Text segment below:

Why the R and A blessing is the real story
Here is what makes this more than a fun promotion. The Royal and Ancient Golf Club of St Andrews is not some marketing partner. It is one of the two governing bodies of the entire sport of golf, the organization that runs The Open Championship itself, headquartered at the place literally known as the Home of Golf. When an institution that old and that establishment decides to put its name and its flagship event's branding on a virtual reality tournament, that is the traditional world of sport formally acknowledging that the VR version is legitimate.

That does not happen by accident, and it does not happen for gimmicks. It happens because GOLF+ has quietly become one of the most credible sports products in all of VR. It has been the PGA Tour's official virtual reality game since 2022, and its investor list runs through Rory McIlroy, Jordan Spieth, Tom Brady, Steph Curry and Ben Crenshaw. When some of the best players alive put their own money into a VR golf sim, that tells you how seriously the sport is taking this. It is accurate enough and good enough that golf's own governing body is comfortable attaching its most prestigious championship to it. In an industry full of tech demos and hype, GOLF+ built something real people use for real purposes, and this partnership is the receipt.
This is what VR maturity actually looks like
We talk a lot on this site about VR growing up, and this is a concrete example of it. Not a flashy hardware reveal, not a billion-dollar funding round, but an established global sport running an official competition inside VR with real-world stakes attached. That is the kind of legitimacy money cannot manufacture. It has to be earned by a product being genuinely good for long enough that a serious institution decides to stake its reputation on it.
And as someone who loves competition, I find the format itself exciting. A sanctioned, time-boxed tournament with everyone playing the same championship course during the same week as the real event, all chasing a tangible prize, is exactly the kind of structured competitive experience VR needs more of. It gives people a reason to show up, to practice, to care about their score. That is how you build a lasting competitive community, and golf, of all genres, might be the perfect on-ramp for it.
Why VR golf works so well in the first place
If you have never tried it, VR golf is one of the most quietly perfect fits for the medium. The swing is a real physical motion, so your body is genuinely doing the thing rather than pressing a button. The courses are gorgeous and calming, the intensity is low enough that nobody gets motion sick, and it is instantly understood by anyone regardless of gaming experience. It is one of the games I reach for when I want to hand a headset to someone who insists they are not a gamer, because swinging a virtual club on a beautiful course sells the magic of VR in about thirty seconds. That broad, sticky, mainstream appeal is exactly why GOLF+ has the audience and the credibility to pull off a partnership like this.

End of Text segment.

→ **Task set**
a) Write out the portion of the article on VR golf starting at "That does not" and ending at "is the receipt.".
b) Translate this sentence from the article on VR golf into Spanish: "That is the kind of legitimacy money cannot manufacture."
The rows that come next are separate material with no connection to the article on VR golf.

Records provided below:

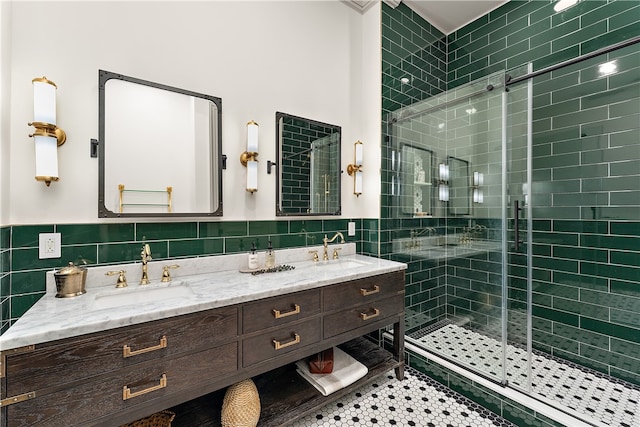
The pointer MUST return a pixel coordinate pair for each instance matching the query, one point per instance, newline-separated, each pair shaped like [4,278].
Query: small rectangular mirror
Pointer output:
[308,179]
[159,150]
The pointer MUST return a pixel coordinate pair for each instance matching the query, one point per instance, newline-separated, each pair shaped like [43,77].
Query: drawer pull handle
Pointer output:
[126,391]
[366,292]
[127,352]
[365,316]
[279,314]
[278,345]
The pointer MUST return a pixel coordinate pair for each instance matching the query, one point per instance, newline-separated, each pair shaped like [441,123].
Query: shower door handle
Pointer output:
[516,220]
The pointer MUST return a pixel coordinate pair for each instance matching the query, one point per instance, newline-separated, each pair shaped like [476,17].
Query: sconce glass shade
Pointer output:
[47,135]
[357,183]
[443,193]
[478,178]
[44,100]
[478,196]
[249,158]
[252,137]
[443,172]
[252,176]
[355,169]
[358,153]
[46,148]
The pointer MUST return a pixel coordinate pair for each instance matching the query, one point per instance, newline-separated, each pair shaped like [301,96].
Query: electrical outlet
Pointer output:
[49,245]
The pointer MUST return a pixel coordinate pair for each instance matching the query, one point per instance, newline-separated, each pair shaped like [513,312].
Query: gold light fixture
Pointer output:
[249,158]
[443,182]
[47,135]
[478,182]
[355,169]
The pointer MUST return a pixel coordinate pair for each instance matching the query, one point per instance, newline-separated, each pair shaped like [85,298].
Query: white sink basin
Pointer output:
[137,294]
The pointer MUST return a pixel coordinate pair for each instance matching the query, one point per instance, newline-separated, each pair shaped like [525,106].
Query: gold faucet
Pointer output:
[145,254]
[326,241]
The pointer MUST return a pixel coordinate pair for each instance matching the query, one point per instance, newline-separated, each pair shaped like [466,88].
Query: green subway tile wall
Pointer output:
[414,50]
[22,274]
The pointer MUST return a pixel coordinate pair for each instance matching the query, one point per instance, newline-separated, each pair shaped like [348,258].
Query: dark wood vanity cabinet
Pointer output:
[116,376]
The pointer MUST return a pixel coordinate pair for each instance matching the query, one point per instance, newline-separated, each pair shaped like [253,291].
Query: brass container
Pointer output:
[70,281]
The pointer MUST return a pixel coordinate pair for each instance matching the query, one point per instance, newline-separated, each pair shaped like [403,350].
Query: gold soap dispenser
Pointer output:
[270,256]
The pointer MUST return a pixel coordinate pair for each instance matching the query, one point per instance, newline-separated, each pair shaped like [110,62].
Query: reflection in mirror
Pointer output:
[416,181]
[159,149]
[308,153]
[459,191]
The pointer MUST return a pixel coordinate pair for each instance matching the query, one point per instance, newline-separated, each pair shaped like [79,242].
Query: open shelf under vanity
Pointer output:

End of Records provided.

→ **Activity answers**
a)
That does not happen by accident, and it does not happen for gimmicks. It happens because GOLF+ has quietly become one of the most credible sports products in all of VR. It has been the PGA Tour's official virtual reality game since 2022, and its investor list runs through Rory McIlroy, Jordan Spieth, Tom Brady, Steph Curry and Ben Crenshaw. When some of the best players alive put their own money into a VR golf sim, that tells you how seriously the sport is taking this. It is accurate enough and good enough that golf's own governing body is comfortable attaching its most prestigious championship to it. In an industry full of tech demos and hype, GOLF+ built something real people use for real purposes, and this partnership is the receipt.

b) Ese es el tipo de legitimidad que el dinero no puede fabricar.